PROBLEM:
In the decision tree tutorial, which three facts about a moment does the dataset use to predict whether there is a traffic jam in the city?

** BEGIN TEXT SHOWN **

Decision Tree Classifier in Python and Scikit-Learn

Decision Tree Classifier for building a classification model using Python and Scikit

Decision Tree Classifier is a classification model that can be used for simple classification tasks where the data space is not huge and can be easily visualized. Despite being simple, it is showing very good results for simple tasks and outperforms other, more complicated models.

Article Overview:

  • Decision Tree Classifier Dataset
  • Decision Tree Classifier in Python with Scikit-Learn
  • Decision Tree Classifier – preprocessing
  • Training the Decision Tree Classifier model
  • Using our Decision Tree model for predictions
  • Decision Tree Visualisation

Decision Tree Classifier Dataset

Recently I’ve created a small dummy dataset to use for simple classification tasks. I’ll paste the dataset here again for your convenience.

Decision Tree Classifier - training data
Decision Tree Classifier – training data

The purpose of this data is, given 3 facts about a certain moment(the weather, whether it is a weekend or a workday or whether it is morning, lunch or evening), can we predict if there’s a traffic jam in the city?

Decision Tree Classifier in Python with Scikit-Learn

We have 3 dependencies to install for this project, so let’s install them now. Obviously, the first thing we need is the scikit-learn library, and then we need 2 more dependencies which we’ll use for visualization.

pip3 install scikit-learn
pip3 install matplotlib
pip3 install pydotplus

Decision Tree Classifier – installing dependencies

Now let’s import what we need from these packages.

** END TEXT SHOWN **
** BEGIN LISTING **

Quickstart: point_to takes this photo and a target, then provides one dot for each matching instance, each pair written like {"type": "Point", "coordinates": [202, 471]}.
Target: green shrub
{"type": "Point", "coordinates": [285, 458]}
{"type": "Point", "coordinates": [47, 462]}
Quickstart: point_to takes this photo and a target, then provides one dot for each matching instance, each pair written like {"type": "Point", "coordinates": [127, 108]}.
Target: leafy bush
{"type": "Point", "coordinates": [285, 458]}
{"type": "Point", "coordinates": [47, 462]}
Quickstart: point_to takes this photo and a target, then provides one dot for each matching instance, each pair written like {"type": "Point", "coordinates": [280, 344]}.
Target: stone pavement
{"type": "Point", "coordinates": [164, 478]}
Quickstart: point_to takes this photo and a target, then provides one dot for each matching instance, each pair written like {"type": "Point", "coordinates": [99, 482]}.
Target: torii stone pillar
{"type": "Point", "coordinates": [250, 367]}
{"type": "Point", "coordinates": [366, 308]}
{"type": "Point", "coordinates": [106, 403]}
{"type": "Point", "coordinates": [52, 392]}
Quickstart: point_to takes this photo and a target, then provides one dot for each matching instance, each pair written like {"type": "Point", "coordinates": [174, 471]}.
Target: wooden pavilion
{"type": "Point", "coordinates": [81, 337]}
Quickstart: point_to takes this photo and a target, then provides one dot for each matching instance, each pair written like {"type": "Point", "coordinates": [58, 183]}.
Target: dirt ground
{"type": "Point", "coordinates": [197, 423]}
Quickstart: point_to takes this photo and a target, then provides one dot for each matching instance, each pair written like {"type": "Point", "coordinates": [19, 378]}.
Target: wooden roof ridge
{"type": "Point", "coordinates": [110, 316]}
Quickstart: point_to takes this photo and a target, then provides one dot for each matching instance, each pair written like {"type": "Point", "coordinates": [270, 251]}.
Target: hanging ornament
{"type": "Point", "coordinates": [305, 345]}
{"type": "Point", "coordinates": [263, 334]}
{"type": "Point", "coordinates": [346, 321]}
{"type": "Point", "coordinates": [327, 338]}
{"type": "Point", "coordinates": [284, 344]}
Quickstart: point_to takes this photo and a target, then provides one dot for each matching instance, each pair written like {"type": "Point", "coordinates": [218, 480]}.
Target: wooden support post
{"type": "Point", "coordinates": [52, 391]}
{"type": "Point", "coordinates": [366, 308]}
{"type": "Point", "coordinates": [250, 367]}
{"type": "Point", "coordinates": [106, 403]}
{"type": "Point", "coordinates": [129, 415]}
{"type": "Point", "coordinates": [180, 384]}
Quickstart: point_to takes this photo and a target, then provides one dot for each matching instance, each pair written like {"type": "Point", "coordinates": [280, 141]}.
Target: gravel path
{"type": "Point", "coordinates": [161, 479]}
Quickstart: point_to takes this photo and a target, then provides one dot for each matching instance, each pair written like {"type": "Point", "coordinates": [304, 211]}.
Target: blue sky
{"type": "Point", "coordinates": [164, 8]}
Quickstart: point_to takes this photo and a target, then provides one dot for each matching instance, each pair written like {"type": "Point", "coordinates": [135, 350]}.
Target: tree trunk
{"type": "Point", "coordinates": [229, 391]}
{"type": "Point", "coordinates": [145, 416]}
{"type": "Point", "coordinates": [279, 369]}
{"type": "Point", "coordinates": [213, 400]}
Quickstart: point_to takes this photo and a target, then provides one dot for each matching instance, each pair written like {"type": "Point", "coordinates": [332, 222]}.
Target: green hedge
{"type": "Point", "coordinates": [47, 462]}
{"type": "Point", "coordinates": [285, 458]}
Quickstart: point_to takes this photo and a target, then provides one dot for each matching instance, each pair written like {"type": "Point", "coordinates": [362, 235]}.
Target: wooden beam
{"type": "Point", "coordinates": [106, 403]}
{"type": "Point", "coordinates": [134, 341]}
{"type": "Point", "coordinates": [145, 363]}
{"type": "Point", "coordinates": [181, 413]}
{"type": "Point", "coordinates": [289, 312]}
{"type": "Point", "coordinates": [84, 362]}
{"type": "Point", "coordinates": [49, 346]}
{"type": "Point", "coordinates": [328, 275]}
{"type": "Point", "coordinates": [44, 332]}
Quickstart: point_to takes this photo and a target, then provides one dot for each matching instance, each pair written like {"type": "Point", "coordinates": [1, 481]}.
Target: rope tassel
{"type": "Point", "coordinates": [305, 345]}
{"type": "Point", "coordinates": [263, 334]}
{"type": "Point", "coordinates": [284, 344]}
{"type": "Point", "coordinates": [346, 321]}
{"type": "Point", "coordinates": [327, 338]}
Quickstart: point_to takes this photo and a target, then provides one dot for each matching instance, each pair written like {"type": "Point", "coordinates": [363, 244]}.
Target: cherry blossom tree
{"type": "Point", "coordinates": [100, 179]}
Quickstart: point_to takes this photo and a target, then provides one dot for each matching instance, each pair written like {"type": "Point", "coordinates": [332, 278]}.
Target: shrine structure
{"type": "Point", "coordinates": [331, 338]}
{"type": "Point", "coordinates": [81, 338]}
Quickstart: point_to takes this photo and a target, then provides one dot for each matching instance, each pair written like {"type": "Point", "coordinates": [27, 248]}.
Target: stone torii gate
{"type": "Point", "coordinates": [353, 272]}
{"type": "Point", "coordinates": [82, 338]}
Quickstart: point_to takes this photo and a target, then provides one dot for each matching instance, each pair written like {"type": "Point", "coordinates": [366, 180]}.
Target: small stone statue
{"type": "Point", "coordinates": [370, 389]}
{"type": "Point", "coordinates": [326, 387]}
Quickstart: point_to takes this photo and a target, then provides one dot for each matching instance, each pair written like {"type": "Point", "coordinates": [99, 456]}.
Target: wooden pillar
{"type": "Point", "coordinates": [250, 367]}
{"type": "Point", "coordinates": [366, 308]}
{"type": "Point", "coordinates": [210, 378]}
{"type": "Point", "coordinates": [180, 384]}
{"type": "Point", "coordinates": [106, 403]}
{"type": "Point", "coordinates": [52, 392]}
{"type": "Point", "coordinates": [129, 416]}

** END LISTING **

ANSWER TO THE TASK:
The weather, whether it is a weekend or a workday, and whether it is morning, lunch or evening.